• **TO DO**
Determine how many lines in the records contain the string "balcony", and reply with only that number.

• **INPUT ROWS**

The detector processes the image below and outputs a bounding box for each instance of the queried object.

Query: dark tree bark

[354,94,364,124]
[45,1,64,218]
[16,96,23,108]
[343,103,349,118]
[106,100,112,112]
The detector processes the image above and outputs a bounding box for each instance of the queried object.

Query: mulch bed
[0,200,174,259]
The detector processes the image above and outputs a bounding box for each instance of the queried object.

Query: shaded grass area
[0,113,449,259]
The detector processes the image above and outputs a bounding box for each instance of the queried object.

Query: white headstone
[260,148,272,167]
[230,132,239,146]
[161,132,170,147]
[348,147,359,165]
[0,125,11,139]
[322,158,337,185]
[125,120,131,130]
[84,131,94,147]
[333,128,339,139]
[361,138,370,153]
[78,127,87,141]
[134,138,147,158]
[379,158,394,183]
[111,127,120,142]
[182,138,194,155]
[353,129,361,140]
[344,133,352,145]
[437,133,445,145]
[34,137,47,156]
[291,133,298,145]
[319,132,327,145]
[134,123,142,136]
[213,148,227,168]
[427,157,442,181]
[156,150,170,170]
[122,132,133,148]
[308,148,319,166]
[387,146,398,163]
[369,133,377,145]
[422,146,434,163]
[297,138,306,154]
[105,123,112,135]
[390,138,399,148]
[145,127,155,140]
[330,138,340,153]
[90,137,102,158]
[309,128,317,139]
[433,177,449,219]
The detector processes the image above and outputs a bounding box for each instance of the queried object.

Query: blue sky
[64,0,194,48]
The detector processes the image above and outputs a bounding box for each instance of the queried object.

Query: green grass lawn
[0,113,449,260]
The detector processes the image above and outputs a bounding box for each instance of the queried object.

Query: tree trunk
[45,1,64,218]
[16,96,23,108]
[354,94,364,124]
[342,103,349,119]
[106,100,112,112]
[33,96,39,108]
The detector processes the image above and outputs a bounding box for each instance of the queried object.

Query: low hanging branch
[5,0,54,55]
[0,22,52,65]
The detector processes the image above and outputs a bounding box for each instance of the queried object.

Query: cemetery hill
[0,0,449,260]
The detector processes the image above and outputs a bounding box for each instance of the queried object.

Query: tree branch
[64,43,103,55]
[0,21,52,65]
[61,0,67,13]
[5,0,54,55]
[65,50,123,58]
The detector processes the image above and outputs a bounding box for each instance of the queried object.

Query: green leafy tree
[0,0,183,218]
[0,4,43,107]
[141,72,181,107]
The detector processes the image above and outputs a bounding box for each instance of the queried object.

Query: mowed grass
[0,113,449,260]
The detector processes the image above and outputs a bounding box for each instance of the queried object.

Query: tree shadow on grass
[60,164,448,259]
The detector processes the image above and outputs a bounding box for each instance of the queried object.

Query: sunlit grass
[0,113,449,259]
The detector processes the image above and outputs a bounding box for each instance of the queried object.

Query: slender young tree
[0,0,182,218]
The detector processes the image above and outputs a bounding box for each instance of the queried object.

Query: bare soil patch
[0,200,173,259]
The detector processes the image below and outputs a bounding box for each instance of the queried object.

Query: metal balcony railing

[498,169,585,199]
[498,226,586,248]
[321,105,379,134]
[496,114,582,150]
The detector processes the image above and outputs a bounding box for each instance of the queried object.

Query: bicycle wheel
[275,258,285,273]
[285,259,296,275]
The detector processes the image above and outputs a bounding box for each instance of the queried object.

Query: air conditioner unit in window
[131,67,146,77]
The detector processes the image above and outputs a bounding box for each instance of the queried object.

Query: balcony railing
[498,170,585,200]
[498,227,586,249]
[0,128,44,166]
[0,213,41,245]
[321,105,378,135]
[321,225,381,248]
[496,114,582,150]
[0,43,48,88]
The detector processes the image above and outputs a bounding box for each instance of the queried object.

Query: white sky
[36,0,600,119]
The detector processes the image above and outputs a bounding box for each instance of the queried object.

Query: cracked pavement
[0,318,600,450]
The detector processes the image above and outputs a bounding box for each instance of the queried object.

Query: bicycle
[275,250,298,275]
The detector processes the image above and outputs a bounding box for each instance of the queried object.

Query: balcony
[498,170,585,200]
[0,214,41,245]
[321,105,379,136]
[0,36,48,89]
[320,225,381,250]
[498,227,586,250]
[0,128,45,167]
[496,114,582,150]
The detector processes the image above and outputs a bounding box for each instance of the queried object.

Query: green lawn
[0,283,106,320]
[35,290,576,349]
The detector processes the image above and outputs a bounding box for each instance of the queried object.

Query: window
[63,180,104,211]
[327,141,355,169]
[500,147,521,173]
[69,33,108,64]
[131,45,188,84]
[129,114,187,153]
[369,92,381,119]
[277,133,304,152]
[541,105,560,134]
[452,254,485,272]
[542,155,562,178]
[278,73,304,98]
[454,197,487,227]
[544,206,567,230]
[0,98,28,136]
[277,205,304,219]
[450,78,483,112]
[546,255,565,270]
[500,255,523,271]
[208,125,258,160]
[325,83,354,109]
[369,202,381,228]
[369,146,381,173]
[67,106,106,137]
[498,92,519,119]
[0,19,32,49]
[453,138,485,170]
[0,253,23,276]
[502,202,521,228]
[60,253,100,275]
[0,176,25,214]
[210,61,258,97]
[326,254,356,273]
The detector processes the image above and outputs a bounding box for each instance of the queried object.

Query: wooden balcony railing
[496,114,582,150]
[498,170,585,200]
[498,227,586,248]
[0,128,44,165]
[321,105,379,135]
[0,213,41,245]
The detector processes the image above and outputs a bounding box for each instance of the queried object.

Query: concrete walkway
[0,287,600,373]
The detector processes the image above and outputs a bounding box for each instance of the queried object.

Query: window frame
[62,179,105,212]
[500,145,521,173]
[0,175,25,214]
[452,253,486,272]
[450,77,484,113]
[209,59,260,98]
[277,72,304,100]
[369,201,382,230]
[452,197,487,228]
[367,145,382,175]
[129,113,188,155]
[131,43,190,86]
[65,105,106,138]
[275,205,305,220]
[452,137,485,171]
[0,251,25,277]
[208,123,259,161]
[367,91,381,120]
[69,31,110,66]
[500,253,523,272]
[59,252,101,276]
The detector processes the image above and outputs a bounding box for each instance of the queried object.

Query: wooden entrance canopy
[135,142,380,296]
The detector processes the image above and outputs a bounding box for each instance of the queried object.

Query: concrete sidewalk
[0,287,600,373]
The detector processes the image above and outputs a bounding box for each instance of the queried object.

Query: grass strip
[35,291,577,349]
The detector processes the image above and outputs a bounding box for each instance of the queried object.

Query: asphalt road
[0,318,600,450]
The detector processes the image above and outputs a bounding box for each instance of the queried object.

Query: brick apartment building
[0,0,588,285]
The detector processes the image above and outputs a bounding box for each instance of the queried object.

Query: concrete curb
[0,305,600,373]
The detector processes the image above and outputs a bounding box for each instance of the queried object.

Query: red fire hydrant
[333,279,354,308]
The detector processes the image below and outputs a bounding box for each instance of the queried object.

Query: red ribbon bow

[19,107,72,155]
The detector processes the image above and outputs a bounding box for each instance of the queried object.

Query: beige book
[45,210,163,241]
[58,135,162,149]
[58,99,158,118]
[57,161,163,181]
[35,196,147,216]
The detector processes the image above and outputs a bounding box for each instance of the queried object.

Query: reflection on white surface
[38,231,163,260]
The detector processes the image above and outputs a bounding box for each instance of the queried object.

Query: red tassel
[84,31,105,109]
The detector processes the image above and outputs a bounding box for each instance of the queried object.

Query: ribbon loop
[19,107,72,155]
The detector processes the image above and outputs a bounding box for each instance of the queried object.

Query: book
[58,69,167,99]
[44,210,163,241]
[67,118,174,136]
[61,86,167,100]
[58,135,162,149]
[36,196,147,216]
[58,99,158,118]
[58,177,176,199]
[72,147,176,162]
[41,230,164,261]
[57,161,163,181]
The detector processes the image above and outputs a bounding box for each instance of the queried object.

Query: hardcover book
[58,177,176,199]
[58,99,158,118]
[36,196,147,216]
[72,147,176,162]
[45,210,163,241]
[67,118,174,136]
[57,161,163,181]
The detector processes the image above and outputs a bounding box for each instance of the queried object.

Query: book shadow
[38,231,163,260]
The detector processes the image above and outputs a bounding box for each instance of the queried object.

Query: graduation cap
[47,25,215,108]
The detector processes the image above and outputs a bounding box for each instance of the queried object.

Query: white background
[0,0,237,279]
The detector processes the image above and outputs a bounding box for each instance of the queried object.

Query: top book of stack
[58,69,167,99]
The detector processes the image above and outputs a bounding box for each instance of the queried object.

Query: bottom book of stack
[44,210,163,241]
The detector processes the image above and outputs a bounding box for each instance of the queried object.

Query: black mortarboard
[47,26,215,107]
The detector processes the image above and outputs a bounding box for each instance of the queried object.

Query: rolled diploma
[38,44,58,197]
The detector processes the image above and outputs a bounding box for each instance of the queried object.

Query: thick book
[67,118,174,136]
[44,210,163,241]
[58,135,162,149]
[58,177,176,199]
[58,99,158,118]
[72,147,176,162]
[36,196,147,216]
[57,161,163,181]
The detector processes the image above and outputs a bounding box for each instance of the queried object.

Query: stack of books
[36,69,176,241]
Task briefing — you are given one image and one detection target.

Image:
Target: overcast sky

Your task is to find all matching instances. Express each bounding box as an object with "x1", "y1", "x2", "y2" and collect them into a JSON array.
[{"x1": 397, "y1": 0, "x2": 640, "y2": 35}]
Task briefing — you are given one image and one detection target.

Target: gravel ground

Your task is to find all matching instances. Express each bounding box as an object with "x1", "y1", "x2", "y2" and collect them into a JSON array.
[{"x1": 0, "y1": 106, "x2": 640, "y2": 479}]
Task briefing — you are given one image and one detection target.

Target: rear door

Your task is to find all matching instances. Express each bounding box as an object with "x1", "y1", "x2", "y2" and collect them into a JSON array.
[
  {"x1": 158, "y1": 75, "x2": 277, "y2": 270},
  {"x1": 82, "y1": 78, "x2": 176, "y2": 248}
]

• **THE COMPLETED TASK**
4